Short problem 1:
List every thinker mentioned by name in the critical response to Nietzsche below.

Page extract:

Introduction

This is a critical response to Nietzsche’s On the Genealogy of Morals: Essay One. I begin by giving a brief synopsis of the essay.

Then I respond to his work, finding similarities to other thinkers like Freud and Richard Dawkins, defending some of Nietzsche’s logical positions, attacking others, and finally – to answer a question that was never asked – I offer my opinion on the meaning of Goodness.

Synopsis

Nietzsche begins by talking about “English psychologists” (generally, utilitarians and moral Darwinists) and their theory on the origin of “Good”. They claim Good was judged by the receivers of an action, but later taken to be intrinsic to the thing itself. For example, when slaves were not beat, they called that Good, and the masters started to believe that not beating slaves was Good in-and-of-itself.

Nietzsche says instead it has always been good men who have defined Good, and they (rightfully) have control over the language since they actually know what Good is. Instead of the consequence determining if something is Good, true Goodness is being correct in your morals in the first place.

From here, he attempts to evaluate the “meta-morals” – the origin and purpose, as he will later explore, of morality. His investigation will be primarily historical and etymological.

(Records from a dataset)
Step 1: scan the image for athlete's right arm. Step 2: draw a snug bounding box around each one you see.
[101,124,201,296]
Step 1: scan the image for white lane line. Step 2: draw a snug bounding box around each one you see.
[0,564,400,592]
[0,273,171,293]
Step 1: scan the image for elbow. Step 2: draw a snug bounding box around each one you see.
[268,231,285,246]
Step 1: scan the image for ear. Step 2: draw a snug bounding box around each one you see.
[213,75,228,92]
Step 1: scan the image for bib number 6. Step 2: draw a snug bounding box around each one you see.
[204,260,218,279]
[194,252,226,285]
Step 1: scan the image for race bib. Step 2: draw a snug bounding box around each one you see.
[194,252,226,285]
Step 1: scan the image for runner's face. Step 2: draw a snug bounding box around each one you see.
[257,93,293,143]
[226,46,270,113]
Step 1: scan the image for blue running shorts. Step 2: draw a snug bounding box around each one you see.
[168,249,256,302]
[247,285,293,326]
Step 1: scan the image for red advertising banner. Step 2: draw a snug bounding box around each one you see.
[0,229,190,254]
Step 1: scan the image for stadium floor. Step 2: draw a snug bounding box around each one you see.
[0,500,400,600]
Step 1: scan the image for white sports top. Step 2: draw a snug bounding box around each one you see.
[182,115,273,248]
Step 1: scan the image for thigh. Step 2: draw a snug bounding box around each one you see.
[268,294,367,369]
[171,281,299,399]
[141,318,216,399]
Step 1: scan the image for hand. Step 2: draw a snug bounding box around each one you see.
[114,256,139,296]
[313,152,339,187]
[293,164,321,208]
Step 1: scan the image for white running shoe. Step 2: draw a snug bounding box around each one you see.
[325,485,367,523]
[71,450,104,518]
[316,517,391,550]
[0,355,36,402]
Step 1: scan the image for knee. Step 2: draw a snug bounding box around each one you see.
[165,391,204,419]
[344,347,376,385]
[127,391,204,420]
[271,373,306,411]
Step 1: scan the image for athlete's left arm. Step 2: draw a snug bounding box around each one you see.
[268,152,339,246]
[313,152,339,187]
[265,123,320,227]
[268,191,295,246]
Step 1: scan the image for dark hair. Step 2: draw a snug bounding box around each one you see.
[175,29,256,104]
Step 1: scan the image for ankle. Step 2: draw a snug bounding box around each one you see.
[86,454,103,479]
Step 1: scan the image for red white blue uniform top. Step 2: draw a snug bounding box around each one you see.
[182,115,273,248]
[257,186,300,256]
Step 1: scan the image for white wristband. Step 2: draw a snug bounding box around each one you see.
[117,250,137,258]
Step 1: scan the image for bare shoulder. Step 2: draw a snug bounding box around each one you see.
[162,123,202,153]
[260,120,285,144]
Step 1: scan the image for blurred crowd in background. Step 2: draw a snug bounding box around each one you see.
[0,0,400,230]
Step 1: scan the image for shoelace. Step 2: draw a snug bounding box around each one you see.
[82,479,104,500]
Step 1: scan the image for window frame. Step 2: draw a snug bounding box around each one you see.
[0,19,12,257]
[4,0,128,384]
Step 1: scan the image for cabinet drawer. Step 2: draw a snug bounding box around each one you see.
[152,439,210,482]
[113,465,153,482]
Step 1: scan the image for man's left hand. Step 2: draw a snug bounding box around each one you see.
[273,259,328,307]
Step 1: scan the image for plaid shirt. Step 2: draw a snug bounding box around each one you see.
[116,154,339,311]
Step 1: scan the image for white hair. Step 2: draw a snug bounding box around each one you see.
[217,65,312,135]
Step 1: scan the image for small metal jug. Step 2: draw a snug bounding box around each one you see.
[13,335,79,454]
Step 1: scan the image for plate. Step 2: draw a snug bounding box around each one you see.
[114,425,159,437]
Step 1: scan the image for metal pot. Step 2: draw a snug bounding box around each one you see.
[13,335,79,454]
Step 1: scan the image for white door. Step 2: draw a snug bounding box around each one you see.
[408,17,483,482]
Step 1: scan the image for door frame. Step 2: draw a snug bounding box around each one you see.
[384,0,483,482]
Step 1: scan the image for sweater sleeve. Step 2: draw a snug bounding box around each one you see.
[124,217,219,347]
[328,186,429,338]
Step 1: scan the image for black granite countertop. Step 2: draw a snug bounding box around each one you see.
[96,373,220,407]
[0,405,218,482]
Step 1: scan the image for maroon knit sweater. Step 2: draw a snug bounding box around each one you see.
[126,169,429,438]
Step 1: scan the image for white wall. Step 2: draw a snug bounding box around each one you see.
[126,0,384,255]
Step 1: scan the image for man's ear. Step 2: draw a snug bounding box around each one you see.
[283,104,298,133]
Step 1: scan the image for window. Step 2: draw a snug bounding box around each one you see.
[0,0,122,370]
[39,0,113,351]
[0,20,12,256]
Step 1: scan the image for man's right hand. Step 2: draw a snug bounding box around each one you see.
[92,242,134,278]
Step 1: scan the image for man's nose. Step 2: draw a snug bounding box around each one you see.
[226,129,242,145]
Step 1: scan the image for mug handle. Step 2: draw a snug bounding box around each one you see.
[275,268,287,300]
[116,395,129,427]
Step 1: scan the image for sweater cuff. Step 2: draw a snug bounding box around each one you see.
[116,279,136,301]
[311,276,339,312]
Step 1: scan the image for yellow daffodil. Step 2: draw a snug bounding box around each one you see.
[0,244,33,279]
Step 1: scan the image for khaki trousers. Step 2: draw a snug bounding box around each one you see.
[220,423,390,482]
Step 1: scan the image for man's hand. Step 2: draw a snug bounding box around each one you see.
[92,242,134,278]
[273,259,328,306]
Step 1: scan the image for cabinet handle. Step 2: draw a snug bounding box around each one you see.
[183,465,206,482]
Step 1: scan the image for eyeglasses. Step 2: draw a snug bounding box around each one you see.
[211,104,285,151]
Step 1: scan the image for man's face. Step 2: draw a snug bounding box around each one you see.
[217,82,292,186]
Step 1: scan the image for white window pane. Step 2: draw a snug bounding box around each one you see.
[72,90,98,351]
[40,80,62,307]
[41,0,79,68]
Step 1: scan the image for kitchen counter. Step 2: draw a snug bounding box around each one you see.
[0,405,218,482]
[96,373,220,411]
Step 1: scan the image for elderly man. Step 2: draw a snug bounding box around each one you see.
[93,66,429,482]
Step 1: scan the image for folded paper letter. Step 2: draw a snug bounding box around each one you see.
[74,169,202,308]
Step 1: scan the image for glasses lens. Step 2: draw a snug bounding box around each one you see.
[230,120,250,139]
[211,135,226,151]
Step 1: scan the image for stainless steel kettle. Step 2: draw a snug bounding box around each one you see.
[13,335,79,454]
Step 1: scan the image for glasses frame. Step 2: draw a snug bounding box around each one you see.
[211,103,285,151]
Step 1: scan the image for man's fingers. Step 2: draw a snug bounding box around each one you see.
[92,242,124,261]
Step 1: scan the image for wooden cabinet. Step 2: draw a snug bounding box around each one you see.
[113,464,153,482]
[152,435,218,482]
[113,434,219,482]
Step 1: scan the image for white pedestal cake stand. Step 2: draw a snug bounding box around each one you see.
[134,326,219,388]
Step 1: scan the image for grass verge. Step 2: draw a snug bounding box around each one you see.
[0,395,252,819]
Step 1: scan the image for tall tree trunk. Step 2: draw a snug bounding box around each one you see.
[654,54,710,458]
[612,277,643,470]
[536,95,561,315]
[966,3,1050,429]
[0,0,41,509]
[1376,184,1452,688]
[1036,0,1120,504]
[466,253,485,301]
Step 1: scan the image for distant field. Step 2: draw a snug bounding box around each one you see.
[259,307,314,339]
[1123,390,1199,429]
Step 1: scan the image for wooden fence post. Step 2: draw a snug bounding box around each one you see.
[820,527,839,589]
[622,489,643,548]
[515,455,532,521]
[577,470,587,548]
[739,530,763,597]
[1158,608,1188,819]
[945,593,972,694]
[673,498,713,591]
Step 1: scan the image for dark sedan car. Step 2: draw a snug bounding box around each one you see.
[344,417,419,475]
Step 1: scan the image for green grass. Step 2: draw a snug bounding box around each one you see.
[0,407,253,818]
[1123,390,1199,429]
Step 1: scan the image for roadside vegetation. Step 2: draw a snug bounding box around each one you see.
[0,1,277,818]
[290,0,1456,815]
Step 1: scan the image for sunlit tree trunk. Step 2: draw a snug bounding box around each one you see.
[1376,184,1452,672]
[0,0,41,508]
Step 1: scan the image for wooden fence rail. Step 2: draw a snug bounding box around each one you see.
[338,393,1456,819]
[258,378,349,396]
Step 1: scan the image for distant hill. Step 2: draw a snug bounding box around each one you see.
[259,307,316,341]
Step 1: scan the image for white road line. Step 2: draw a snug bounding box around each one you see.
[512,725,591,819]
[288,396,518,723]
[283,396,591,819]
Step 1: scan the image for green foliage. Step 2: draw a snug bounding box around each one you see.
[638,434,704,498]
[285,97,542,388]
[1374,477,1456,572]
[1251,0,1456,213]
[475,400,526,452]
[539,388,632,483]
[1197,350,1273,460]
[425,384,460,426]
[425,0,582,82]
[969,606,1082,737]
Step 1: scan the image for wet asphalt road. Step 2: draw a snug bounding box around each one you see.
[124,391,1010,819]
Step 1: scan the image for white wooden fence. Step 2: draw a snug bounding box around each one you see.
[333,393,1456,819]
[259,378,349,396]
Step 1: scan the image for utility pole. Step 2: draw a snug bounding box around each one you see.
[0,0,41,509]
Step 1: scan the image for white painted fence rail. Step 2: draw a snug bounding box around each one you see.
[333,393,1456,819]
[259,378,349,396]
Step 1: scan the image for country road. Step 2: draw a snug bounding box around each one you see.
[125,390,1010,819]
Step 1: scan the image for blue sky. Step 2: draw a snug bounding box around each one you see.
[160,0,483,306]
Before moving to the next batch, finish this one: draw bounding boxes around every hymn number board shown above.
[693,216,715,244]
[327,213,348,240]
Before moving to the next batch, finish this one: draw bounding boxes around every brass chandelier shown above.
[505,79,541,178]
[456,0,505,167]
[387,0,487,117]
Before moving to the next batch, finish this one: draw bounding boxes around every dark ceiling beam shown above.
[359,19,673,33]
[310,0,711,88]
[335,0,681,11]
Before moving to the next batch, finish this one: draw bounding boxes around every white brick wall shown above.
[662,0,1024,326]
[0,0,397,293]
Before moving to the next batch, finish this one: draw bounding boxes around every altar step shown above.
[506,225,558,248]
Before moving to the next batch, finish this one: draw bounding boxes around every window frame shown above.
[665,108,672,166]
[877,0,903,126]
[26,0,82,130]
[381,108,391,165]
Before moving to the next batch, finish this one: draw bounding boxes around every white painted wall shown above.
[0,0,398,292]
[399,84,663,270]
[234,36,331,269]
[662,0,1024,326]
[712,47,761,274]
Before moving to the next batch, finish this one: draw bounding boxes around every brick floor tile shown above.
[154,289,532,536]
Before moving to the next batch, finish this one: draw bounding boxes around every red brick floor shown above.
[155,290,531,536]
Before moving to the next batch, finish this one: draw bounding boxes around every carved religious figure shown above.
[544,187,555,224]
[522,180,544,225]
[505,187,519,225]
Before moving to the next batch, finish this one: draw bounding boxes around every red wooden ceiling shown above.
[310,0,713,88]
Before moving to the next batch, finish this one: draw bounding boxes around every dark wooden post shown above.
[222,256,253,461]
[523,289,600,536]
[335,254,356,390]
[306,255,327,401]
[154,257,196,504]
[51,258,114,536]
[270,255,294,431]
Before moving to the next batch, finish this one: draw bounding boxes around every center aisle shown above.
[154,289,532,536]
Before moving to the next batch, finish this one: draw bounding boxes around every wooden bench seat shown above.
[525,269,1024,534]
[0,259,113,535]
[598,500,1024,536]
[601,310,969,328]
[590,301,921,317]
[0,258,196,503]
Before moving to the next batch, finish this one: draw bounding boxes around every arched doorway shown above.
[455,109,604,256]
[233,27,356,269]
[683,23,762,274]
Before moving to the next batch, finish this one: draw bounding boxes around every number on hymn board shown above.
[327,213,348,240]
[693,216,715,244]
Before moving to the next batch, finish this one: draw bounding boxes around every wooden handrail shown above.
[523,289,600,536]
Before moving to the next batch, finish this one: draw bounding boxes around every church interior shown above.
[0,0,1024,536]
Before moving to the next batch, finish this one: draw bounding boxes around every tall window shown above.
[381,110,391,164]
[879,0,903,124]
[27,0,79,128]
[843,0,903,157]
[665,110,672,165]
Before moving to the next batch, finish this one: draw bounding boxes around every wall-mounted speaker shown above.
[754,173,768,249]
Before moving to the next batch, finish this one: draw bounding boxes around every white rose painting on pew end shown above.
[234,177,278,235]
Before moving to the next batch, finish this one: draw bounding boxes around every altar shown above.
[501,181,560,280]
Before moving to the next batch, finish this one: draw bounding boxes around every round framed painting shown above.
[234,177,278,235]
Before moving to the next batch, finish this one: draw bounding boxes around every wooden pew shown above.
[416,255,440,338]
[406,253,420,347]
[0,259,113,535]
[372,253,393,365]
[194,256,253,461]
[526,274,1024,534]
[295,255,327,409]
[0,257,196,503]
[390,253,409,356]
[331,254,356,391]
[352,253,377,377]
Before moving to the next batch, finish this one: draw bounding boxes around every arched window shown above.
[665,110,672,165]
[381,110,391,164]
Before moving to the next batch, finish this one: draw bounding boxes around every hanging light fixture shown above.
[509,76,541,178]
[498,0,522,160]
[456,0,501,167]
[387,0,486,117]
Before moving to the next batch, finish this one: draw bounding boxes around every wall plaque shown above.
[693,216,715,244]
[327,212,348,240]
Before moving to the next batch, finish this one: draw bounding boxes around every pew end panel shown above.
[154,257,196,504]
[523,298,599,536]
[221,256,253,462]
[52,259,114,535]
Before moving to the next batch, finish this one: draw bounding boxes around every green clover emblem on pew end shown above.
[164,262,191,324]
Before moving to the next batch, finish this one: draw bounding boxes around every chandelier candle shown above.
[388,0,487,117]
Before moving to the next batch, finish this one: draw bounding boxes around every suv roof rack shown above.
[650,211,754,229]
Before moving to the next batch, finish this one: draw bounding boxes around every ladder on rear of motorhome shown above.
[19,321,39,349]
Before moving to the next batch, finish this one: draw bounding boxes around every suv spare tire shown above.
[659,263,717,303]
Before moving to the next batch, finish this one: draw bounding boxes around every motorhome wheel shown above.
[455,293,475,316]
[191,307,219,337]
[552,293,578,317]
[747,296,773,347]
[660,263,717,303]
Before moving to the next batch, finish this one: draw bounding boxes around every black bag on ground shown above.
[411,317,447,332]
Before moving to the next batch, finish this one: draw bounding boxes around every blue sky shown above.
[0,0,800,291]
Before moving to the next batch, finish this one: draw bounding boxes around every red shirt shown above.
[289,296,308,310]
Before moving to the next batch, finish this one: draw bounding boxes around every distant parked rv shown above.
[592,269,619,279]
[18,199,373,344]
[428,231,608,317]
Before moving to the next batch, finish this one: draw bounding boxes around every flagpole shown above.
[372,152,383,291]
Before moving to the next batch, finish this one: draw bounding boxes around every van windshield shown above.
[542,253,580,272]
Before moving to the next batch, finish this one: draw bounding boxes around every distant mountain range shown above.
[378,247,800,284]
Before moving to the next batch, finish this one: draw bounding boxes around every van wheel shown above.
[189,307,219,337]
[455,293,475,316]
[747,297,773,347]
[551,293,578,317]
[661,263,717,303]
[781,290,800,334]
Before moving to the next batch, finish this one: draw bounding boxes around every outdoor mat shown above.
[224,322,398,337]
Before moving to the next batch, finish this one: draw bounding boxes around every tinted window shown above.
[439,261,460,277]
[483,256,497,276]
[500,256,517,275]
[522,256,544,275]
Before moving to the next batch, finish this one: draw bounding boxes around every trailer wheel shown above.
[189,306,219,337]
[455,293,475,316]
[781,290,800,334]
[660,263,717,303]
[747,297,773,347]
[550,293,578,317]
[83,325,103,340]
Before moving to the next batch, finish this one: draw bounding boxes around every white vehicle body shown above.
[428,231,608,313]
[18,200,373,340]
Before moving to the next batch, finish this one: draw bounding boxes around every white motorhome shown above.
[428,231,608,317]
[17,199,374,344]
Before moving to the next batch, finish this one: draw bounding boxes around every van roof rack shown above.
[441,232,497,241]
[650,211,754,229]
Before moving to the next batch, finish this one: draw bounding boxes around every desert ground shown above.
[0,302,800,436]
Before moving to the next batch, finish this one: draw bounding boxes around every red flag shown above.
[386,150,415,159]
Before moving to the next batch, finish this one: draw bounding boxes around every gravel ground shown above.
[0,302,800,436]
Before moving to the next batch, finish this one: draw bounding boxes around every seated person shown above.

Short problem 2:
From the listing above, copy out the part that opens with the line containing "Step 1: scan the image for white sports" and closes with the line containing "[293,164,321,208]", both lines included.

Full output 1:
Nietzsche, Freud, Richard Dawkins

Full output 2:
Step 1: scan the image for white sports top. Step 2: draw a snug bounding box around each one you see.
[182,115,273,248]
Step 1: scan the image for thigh. Step 2: draw a snug bounding box around each one you see.
[268,294,367,369]
[171,281,299,399]
[141,318,216,399]
Step 1: scan the image for hand. Step 2: draw a snug bounding box around each one you see.
[114,256,139,296]
[313,152,339,187]
[293,164,321,208]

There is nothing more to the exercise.